REQUIREMENT: Write out the records below once more, exactly as they stand.
====
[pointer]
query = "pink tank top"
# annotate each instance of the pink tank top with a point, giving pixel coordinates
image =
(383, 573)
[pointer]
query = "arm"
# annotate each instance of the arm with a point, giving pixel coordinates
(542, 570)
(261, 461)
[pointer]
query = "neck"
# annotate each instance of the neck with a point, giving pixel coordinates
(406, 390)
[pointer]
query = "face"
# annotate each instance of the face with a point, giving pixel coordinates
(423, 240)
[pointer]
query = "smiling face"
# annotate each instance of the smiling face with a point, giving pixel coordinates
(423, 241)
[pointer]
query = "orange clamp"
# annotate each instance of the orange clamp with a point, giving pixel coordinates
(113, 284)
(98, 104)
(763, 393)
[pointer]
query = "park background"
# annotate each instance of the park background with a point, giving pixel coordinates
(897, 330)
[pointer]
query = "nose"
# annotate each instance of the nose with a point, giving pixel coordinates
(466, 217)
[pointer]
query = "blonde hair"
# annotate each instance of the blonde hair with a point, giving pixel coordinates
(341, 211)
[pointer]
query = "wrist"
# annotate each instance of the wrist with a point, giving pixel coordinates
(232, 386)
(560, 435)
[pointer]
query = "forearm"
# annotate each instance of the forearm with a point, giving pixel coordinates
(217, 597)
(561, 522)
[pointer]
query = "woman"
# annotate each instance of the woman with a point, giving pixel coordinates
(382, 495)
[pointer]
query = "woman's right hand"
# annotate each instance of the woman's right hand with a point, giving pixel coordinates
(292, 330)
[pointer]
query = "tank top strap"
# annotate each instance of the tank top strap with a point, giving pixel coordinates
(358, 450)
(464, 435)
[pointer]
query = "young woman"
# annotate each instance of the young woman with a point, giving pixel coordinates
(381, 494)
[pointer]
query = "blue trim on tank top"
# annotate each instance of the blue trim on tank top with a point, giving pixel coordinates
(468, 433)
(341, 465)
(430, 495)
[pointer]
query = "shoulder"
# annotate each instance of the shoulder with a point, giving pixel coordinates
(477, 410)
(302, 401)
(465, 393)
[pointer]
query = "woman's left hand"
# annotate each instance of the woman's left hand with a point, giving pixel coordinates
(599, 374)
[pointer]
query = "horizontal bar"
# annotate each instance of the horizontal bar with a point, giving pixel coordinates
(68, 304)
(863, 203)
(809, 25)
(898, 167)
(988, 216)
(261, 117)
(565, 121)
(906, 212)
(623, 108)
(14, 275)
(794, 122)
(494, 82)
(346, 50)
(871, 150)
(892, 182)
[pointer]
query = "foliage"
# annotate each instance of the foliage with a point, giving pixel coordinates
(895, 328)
====
COMPLETE ANSWER:
[pointer]
query = "pink tank top"
# annotate each instance of the pink tank top with a point, giving pixel coordinates
image =
(383, 573)
[pointer]
query = "arm"
# annotate each instance of the arm with a point, giving pixel coordinates
(542, 570)
(261, 461)
[pointer]
query = "neck"
# annotate each instance of the neck with a point, giving pixel coordinates
(406, 390)
[pointer]
query = "face"
# annotate each instance of the face with a point, giving pixel coordinates
(423, 240)
[pointer]
query = "smiling face"
# annotate each instance of the smiling face with a point, giving pixel coordinates
(423, 241)
[pointer]
query = "orange clamp"
# annotate each instance of the orange clamp with a point, giving pixel coordinates
(113, 284)
(98, 104)
(763, 393)
[pointer]
query = "park background"
# annotate each instance of the park background with a point, giving pixel coordinates
(897, 330)
[pointer]
query = "nose"
# annotate each instance of the nose with a point, giving pixel coordinates
(466, 217)
[pointer]
query = "blonde hair"
# annotate each instance of the blonde hair with a point, giving pixel coordinates
(341, 211)
[pointer]
query = "wrist"
# annotate each instance of the wrist with a point, giving pixel coordinates
(232, 386)
(560, 435)
[pointer]
query = "forearm"
# annotate each instance of the forearm with a point, giving pixel coordinates
(217, 597)
(561, 522)
[pointer]
query = "woman"
# annotate each instance of the woman with a point, giving pixel coordinates
(382, 495)
[pointer]
query = "woman's right hand"
# annotate each instance of the woman's right hand with a point, giving pixel coordinates
(292, 330)
[pointer]
query = "tank top strap"
# annotate each instance of the tank top strap with a point, giving pixel coordinates
(358, 450)
(464, 435)
[pointer]
query = "young woman"
# annotate each instance of the young woman with a point, giving pixel coordinates
(381, 494)
[pointer]
query = "blue trim on tank top"
# annotate each instance of the blue trim on tank top with a point, giving pixel coordinates
(468, 433)
(341, 465)
(430, 495)
[pointer]
query = "shoulder"
# annotate each instance of the shoulder with a point, giving pixel coordinates
(477, 410)
(302, 401)
(465, 393)
[pointer]
query = "woman's left hand"
# annotate each instance of the woman's left hand with a point, giving pixel coordinates
(599, 374)
[pointer]
query = "horizontal bar"
# annotate each instance of the horizontal bar with a point, giving pixel coordinates
(68, 304)
(863, 203)
(809, 25)
(898, 167)
(988, 216)
(261, 117)
(565, 121)
(906, 212)
(623, 108)
(14, 275)
(794, 122)
(494, 82)
(346, 50)
(871, 150)
(892, 182)
[pointer]
query = "foliage"
# annotate each instance of the foliage with a point, giving pixel coordinates
(895, 328)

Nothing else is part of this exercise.